--- РАБОТА С МАТЕРИАЛОМ ---
**a.** Почему, согласно тексту о долголетии черепах, сравнение галапагосской черепахи с другими животными может ввести в заблуждение? Ответьте одним–тремя предложениями.
**b.** Перечислите по тексту о долголетии черепах все группы животных, продолжительность жизни которых оценивали в двух упомянутых исследованиях.
**c.** Продолжите текст о долголетии черепах с того места, где он заканчивается.
━━━━━ ТЕКСТ УПРАЖНЕНИЯ ━━━━━
Среди видов, описанных Остедом, – гигантские черепахи, например галапагосская, которая держит рекорд по продолжительности жизни среди наземных позвоночных и неспешно, вразвалочку добредает до 200 лет. Не исключено, что еще жива та галапагосская черепаха, которую обнаружил Дарвин во время пятилетнего плавания на корабле «Бигль» (1831–1836). К тому же бо́льшую часть своей длинной жизни эти существа не знают никаких болезней, например раковых опухолей. Впрочем, определить КД галапагосской черепахи – задача не из простых. Во-первых, у них сложно установить точный возраст: их жизнь недостаточно документирована и окружена легендами и преувеличениями. Но еще сложнее ответить на вопрос, сколько такая черепаха на самом деле весит. Немалую часть этого веса составляет панцирь, который скорее подобен нашим волосам и ногтям, чем тканям, активно участвующим в метаболизме, поэтому сравнение черепахи с другими животными может ввести в заблуждение.
Гигантские черепахи, вероятно, не единственные долгожители. Были проведены два исследования по оценке[44] продолжительности жизни различных черепах, других рептилий и амфибий, которые выявили пренебрежимое старение у нескольких видов черепах и у некоторых других животных. Биологический термин «пренебрежимое старение» в массовом сознании подразумевает «вечную жизнь», но такое толкование не вполне верно. На деле он означает, что смертность, или вероятность умереть, не повышается с возрастом.
━━━━━ ПРЕДОСТАВЛЕННЫЕ ЗАПИСИ ━━━━━
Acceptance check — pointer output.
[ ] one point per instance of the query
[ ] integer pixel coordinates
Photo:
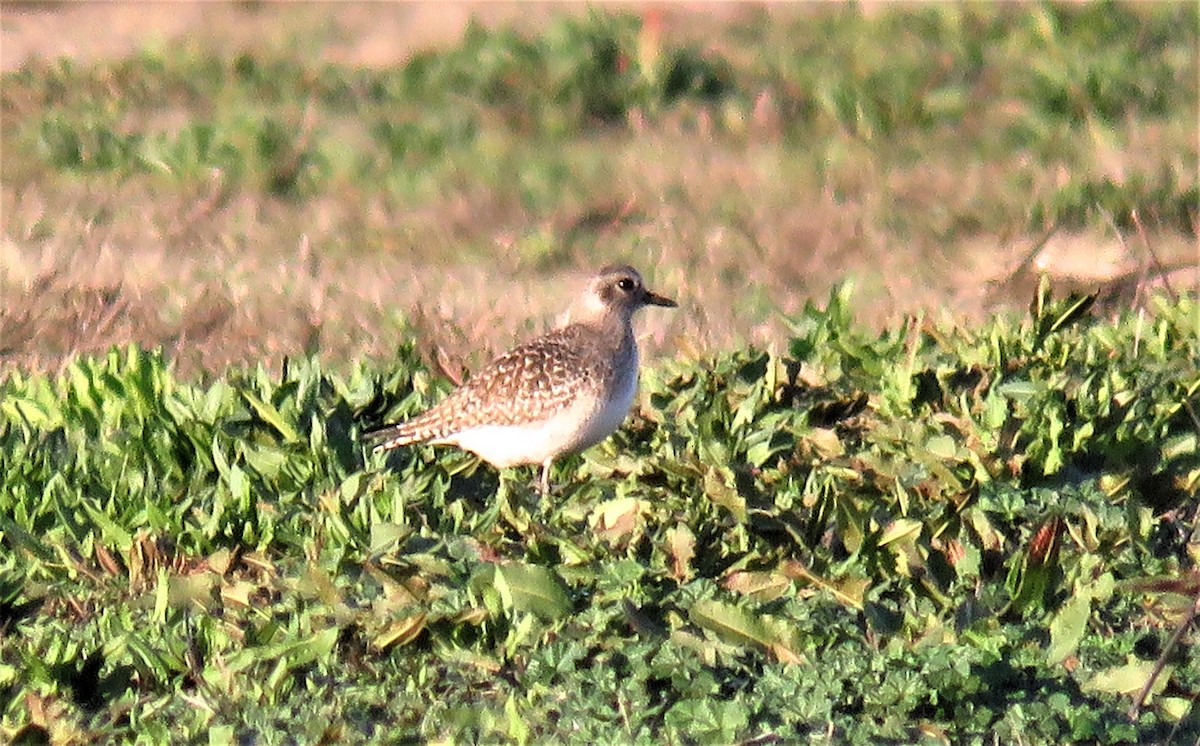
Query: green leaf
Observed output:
(1068, 626)
(271, 415)
(532, 588)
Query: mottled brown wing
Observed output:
(523, 385)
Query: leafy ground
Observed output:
(916, 511)
(928, 534)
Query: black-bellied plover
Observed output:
(556, 395)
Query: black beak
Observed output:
(654, 299)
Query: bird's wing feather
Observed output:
(522, 385)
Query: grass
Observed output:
(923, 152)
(913, 511)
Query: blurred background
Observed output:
(243, 181)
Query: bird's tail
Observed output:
(391, 435)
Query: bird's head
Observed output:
(618, 289)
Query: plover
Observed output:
(556, 395)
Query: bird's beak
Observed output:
(654, 299)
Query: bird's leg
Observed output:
(544, 486)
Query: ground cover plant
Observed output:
(929, 533)
(951, 505)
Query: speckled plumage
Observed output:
(555, 395)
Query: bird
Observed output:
(555, 395)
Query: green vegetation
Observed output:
(927, 533)
(779, 149)
(909, 529)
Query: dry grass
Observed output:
(741, 233)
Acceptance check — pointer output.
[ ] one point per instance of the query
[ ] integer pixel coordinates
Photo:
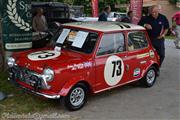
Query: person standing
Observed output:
(104, 15)
(39, 21)
(128, 18)
(176, 28)
(157, 27)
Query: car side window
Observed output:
(137, 40)
(111, 43)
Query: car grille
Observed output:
(25, 75)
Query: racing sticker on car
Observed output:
(114, 70)
(137, 72)
(43, 55)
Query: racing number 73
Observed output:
(116, 68)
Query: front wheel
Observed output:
(150, 78)
(76, 97)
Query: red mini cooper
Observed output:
(88, 57)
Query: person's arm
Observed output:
(34, 24)
(166, 29)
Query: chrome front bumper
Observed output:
(41, 94)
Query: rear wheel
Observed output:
(76, 98)
(150, 78)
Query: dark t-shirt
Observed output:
(158, 25)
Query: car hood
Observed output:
(40, 59)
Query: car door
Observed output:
(138, 53)
(110, 61)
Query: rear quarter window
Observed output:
(137, 40)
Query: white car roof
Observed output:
(105, 26)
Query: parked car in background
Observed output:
(88, 58)
(119, 15)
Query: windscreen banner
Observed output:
(16, 24)
(94, 8)
(136, 7)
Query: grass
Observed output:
(21, 102)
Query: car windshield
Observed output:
(76, 40)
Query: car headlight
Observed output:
(11, 61)
(48, 74)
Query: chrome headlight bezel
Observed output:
(11, 62)
(48, 74)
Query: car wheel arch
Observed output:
(68, 86)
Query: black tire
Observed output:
(67, 101)
(150, 77)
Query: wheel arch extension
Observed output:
(67, 87)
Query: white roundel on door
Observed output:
(114, 70)
(43, 55)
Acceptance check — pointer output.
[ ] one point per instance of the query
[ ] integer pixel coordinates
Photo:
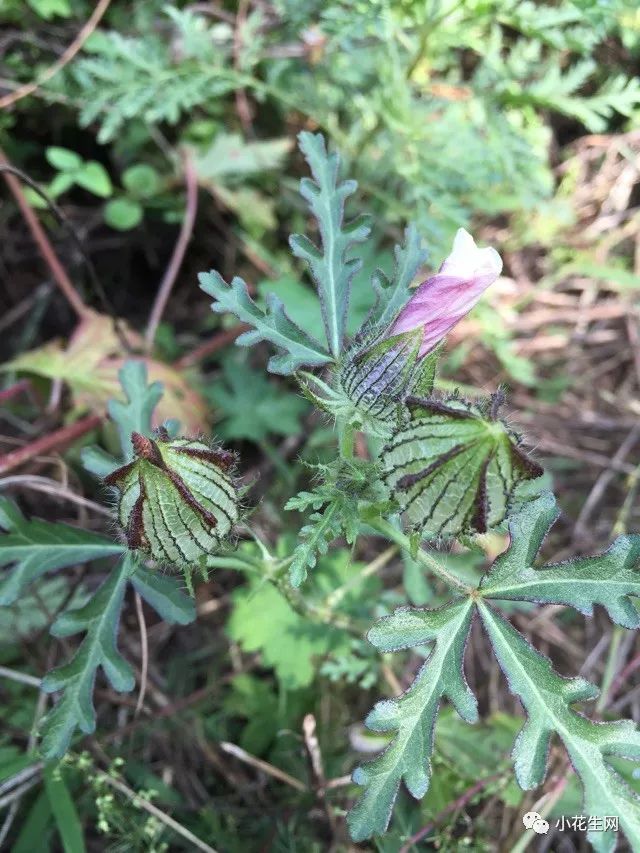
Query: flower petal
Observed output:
(444, 299)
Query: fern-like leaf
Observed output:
(547, 699)
(332, 270)
(99, 618)
(315, 538)
(412, 716)
(272, 325)
(393, 294)
(36, 547)
(608, 579)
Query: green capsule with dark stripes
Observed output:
(455, 468)
(178, 501)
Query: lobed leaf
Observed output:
(393, 294)
(547, 698)
(412, 716)
(166, 597)
(272, 325)
(331, 269)
(315, 538)
(454, 468)
(99, 618)
(135, 414)
(609, 579)
(36, 547)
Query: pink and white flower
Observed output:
(443, 300)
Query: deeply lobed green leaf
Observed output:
(272, 325)
(608, 579)
(99, 618)
(547, 699)
(36, 547)
(332, 270)
(393, 294)
(412, 716)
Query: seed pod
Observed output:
(178, 501)
(455, 468)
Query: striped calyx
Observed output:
(375, 376)
(178, 501)
(454, 468)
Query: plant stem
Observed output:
(370, 569)
(387, 529)
(346, 435)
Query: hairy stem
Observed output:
(387, 529)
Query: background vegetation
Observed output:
(166, 136)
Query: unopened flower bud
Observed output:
(178, 501)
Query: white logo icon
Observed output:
(532, 820)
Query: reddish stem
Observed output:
(164, 291)
(56, 440)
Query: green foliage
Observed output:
(393, 293)
(134, 415)
(455, 467)
(135, 77)
(412, 716)
(332, 270)
(123, 213)
(64, 810)
(611, 579)
(252, 406)
(547, 699)
(608, 579)
(36, 547)
(336, 504)
(272, 325)
(263, 620)
(99, 618)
━━━━━
--- ОТВЕТЫ ПО ПОРЯДКУ ---
**a.** Немалую часть веса галапагосской черепахи составляет панцирь. Он скорее подобен нашим волосам и ногтям, чем тканям, активно участвующим в метаболизме.

**b.**
- различные черепахи
- другие рептилии
- амфибии

**c.**
Зависимость смертности от возраста установил в 1825 г. британский математик-самоучка Бенджамин Гомперц. Он работал в страховой компании, и его, естественно, занимал вопрос: когда может умереть клиент, страхующий свою жизнь? Основательно изучив акты о смерти, он установил, что к концу третьего десятилетия жизни риск смерти начинает расти год от года по экспоненте. Примерно каждые семь лет он удваивается. В 25 лет вероятность умереть в следующем году у нас составляет всего около 0,1 %. К 60 годам она поднимается до 1 %, в 80 составляет 6 % и в 100 лет – 16 %. У человека, дожившего[45] до 108 лет, вероятность прожить еще год составляет 50 %.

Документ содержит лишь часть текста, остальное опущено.